TASK REQUIREMENTS:
(1) Can you retype the Tungsten offer statement word for word, starting at "Statement regarding Pagero" and ending at "capital of Tungsten."?
(2) How many lines in the rows contain the string "tomato"? Reply with the number alone.

READING PASSAGE:
(begin)

TIDMTUNG
RNS Number : 9309K
Kofax Holdings International Ltd
10 May 2022
NOT FOR RELEASE, PUBLICATION OR DISTRIBUTION, IN WHOLE OR IN
PART, DIRECTLY OR INDIRECTLY, IN, INTO OR FROM ANY JURISDICTION
WHERE TO DO SO WOULD CONSTITUTE A VIOLATION OF THE RELEVANT LAWS OR
REGULATIONS OF THAT JURISDICTION
FOR IMMEDIATE RELEASE
10 May 2022
Cash offer
for Tungsten Corporation plc ("Tungsten")
by Project California Bidco Limited ("Bidco")
( a newly-formed vehicle, indirectly wholly-owned by Kofax
Parent Limited ("Kofax") )
Statement regarding Pagero offer for Tungsten
Kofax notes the announcement by Pagero Group AB (publ)
("Pagero") of an offer for the entire issued and to be issued share
capital of Tungsten.
Kofax is considering its options and urges Tungsten Shareholders
to take no action in response to the announcement by Pagero.
A further announcement will be made in due course.
Capitalised terms used but not otherwise defined in this
announcement shall have the meaning given to them in the scheme
document dated 25 April 2022 (the "Scheme Document").
Enquiries
Kofax and Bidco mediarelations@kofax.com
Shore Capital (Financial Adviser
to Kofax and Bidco)
Stephane Auton / Daniel Bush (Corporate
Advisory)
Guy Wiehahn (Corporate Broking) +44 (0)20 7408 4090
Important notices
Shore Capital & Corporate Limited and Shore Capital
Stockbrokers Limited (either individually or collectively "Shore
Capital"), which are authorised and regulated by the FCA, are
acting as financial adviser to Bidco and Kofax and no-one else in
connection with the matters described in this announcement and will
not be responsible to anyone other than Bidco and Kofax for
providing the protections afforded to clients of Shore Capital nor
for providing advice in connection with the matters referred to
herein. Neither Shore Capital nor any of its affiliates owes or
accepts any duty, liability or responsibility whatsoever (whether
direct or indirect, whether in contract, in tort, under statute or
otherwise) to any person who is not a client of Shore Capital in
connection with this announcement, any statement contained herein,
the Acquisition or otherwise.

(end)

Point annotation rows:
(begin)

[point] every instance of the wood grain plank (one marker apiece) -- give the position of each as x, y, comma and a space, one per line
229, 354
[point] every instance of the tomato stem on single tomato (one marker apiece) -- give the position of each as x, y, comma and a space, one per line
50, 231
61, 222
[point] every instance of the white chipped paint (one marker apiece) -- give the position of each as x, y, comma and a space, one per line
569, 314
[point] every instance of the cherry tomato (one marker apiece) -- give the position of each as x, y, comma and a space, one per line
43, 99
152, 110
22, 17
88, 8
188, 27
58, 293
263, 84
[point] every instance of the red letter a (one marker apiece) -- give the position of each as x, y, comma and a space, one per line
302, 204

(end)
(begin)

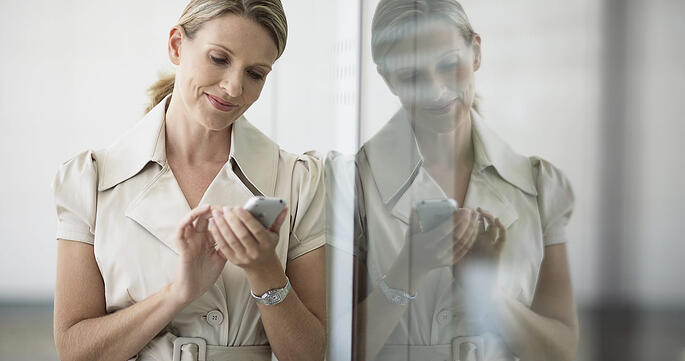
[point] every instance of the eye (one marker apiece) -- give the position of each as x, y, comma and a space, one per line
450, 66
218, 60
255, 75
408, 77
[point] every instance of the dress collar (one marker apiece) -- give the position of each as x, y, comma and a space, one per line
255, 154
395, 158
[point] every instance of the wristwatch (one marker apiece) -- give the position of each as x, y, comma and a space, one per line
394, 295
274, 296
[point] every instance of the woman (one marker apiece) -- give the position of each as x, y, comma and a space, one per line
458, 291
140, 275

(end)
(begin)

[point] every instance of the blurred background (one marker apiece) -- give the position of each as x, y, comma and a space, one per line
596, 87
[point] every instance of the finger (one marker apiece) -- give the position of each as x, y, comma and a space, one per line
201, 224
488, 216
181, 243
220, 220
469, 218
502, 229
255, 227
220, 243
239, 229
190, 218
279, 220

(end)

REPLIES:
(1)
Statement regarding Pagero offer for Tungsten
Kofax notes the announcement by Pagero Group AB (publ)
("Pagero") of an offer for the entire issued and to be issued share
capital of Tungsten.

(2) 2